BRANO SCELTO:
★ ★ ★ ★ ★ ★ ★
Niente nozze, tasse volontarie e veto sui politici: l’utopia di Liberland finisce al Parlamento europeo

È grande quanto Gibilterra, e vuole essere come il Liechtenstein. È in Europa, ma ne rifiuta le regole ed è pronta a sfidarle, chiamando a raccolta gli euroscettici di tutto il continente. Per qualcuno Liberland è uno scherzo, ma non lo è. La micro-nazione auto-proclamatasi indipendente il 13 aprile 2015 rischia di innescare dinamiche dalla difficile prevedibilità e gestione, con i sovranisti decisi a farne bastione delle proprie idee. 
Un territorio di sette chilometri quadrati in un territorio conteso tra Croazia e Serbia ma al tempo stesso non voluto da nessuna delle due parti ha portato Vít Jedlička, cittadino ceco già presidente della formazione euroscettica Partito dei cittadini liberi, a piantare la bandiera su questo territorio e proclamare la nascita di Liberland, Stato non riconosciuto fino a oggi ma che gli esponenti del Partito libertario britannico hanno deciso invece di legittimare con tanto di invito ufficiale in Parlamento europeo. 


Liberland e la questione serbo-croata  
Liberland, la repubblica della libertà, sorge in un territorio oggetto di contestazioni. Dopo la guerra di Jugoslavia gli Stati che ne sono conseguiti hanno iniziato a ridisegnare i propri confini. Serbia (candidata all’Ue) e Croazia (Stato membro dell’Ue) non hanno ancora finito. Belgrado considera il corso naturale del Danubio la linea di demarcazione delle due repubbliche, Zagabria rivendica porzioni di territorio al di là del fiume, e ritiene come serbe alcune aree al di qua dello stesso corso d’acqua. Data la diversa lettura della mappa geo-politica, per Belgrado Liberland non sorge su territorio serbo poiché parte della Croazia, per Zagabria non fa parte del territorio croato perché ricadrebbe sotto giurisdizione serba. 
«È una terra nullius», una terra di nessuno, sostiene il presidente di Liberland, Vít Jedlička. «Non compare né nel catasto croato né in quello serbo». Questo, spiega, «agevola enormemente le cose» nel tentativo già in corso di ottenere un riconoscimento internazionale. «Non siamo separatisti», tiene a precisare. È convinto che col tempo si avrà une legittimazione internazionale, e in tal senso attività sono già in corso. «Siamo in uno stadio molto avanzato con alcuni Paesi, ma non posso dire quali».
★ ★ ★ ★ ★ ★ ★
Record estratti
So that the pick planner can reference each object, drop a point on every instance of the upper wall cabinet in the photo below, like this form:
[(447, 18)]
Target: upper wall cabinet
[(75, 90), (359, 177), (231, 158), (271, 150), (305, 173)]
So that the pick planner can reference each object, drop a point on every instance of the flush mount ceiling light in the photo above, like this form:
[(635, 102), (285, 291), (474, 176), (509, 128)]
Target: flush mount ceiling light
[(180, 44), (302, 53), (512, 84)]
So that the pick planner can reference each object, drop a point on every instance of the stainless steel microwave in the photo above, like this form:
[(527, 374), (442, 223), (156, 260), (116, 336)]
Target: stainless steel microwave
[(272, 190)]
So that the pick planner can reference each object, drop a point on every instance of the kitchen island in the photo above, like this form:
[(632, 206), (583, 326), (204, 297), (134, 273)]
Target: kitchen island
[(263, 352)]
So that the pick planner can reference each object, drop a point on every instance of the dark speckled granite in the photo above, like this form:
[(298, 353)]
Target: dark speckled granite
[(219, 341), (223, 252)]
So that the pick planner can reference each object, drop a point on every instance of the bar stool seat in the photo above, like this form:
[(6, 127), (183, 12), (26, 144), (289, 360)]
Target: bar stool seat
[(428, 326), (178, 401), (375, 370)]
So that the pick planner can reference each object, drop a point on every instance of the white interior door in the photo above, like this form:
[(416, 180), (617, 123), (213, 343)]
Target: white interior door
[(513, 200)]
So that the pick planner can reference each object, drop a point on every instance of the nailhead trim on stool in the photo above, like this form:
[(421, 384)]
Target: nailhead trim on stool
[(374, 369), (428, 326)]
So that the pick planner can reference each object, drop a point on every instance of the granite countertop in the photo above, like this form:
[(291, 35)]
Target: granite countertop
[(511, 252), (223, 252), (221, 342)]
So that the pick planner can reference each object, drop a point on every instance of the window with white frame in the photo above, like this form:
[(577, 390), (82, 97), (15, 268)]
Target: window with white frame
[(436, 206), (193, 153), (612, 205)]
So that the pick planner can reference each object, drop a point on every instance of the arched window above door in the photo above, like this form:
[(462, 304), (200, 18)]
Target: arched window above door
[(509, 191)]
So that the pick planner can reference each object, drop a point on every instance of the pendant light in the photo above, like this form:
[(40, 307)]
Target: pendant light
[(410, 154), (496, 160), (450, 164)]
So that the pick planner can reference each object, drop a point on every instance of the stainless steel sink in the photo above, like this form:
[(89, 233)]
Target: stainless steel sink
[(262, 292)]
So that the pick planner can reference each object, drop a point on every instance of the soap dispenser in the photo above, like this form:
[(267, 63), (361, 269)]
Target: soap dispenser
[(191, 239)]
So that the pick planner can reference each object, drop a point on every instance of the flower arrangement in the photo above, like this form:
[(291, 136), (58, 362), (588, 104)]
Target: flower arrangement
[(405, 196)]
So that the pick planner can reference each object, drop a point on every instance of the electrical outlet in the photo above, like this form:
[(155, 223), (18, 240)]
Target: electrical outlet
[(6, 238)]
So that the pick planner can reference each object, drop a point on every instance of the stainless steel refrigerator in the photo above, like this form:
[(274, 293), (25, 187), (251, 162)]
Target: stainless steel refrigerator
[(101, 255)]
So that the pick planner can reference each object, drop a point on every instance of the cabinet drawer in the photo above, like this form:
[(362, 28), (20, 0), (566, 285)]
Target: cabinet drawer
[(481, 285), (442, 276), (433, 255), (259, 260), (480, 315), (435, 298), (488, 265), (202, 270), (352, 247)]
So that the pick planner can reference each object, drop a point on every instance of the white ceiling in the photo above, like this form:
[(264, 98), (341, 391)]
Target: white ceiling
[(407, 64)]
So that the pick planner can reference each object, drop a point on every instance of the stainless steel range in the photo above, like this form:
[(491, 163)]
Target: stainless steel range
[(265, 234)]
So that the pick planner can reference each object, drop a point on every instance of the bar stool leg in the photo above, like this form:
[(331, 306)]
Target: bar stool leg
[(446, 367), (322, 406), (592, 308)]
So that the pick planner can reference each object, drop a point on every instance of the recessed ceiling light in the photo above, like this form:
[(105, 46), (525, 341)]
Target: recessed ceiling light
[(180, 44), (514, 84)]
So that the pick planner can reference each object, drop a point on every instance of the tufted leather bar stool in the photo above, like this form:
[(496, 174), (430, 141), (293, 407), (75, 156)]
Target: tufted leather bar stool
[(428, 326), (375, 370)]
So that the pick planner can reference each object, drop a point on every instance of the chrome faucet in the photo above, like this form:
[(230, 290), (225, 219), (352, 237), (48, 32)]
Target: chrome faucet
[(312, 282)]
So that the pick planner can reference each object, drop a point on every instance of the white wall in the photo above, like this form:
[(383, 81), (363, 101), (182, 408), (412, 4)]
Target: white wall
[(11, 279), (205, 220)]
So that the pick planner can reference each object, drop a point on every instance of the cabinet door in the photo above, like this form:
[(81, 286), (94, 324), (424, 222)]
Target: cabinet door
★ ★ ★ ★ ★ ★ ★
ESERCIZI E COMPITI:
• a. Secondo il brano su Liberland, in quale data la micro-nazione si è autoproclamata indipendente?
• b. Riprendi il brano su Liberland a partire dalla sua ultima frase, proseguendolo.

RACCOLTA DELLE RISPOSTE:
• a. Il 13 aprile 2015.

• b.
Però c’è l’Unione europea. La Croazia ne fa già parte, la Serbia ha chiesto di entrare. Servirà il via libera unanime, e i croati con ogni probabilità porranno la questione delle frontiere. È vero che per la Serbia la micronazione di Liberlandia non interferisce con il confine che considera come quello nazionale, ma i croati, che attualmente amministrano il territorio ritengono che lo stesso debba essere oggetto di arbitrato e dovrebbe essere assegnato alla Croazia o alla Serbia, e non a una terza parte. 


Bitcoin ed elezioni on-line  
Liberland non pone questioni solo nei Balcani. Porta con sé punti interrogativi per il suo futuro e quello dell’Europa tutta. Il governo, secondo le regole che ha concepito il fondatore e primo presidente della per ora autoproclamata repubblica, va eletto a suffragio universale diretto telematico. Elezioni on-line, su modello estone e anche sul modello già sperimentato in Italia con il popolo della rete.  
Le valute nazionali? Forse. Molto meglio bitcoin o affini, ma la moneta unica giammai. «L’euro può essere stampato quando si vuole, sulla base di fiducia, e abbiamo visto come abbia fallito questa politica», dice Vít Jedlička. Non ne fa una questione sull’euro. «Abbiamo visto in passato la crisi del marco tedesco, la crisi della moneta venezuelana. Noi siamo per le criptovalute». 
Le monete digitali però sono già state bocciate dal presidente della Bce, Mario Draghi, e non tutti gli Stati membri sembrano essere pronti a ripensare l’economia tradizionale. «Però Malta è in prima linea sull’utilizzo di criptovalute, e fuori dall’Europa – ricorda Jedlička – c’è la Cina che ne fa uso».  


La sfida all’Ue col sostegno dei sovranisti  

Liberland è la terra degli anti-sistema, e il suo ideatore non lo nasconde. «Abbiamo creato questo progetto perché ci siamo resi conto che il sistema politico attuale è concepito per non essere cambiato, e noi riteniamo che il modo per riuscire a farlo sia fornire nuovi esempi». Ecco allora il modello: un governo minimalista, che non entra nella vita dei cittadini («non si disciplina il matrimonio a Liberland», viene spiegato), le tasse si pagano su base volontaria e non c’è accanimento fiscale («non siamo un paradiso fiscale, ma abbiamo un sistema fiscale paradisiaco»), la maggioranza dei cittadini può porre il veto sulle decisioni del governo che non piacciono («ci ispiriamo al modello svizzero»).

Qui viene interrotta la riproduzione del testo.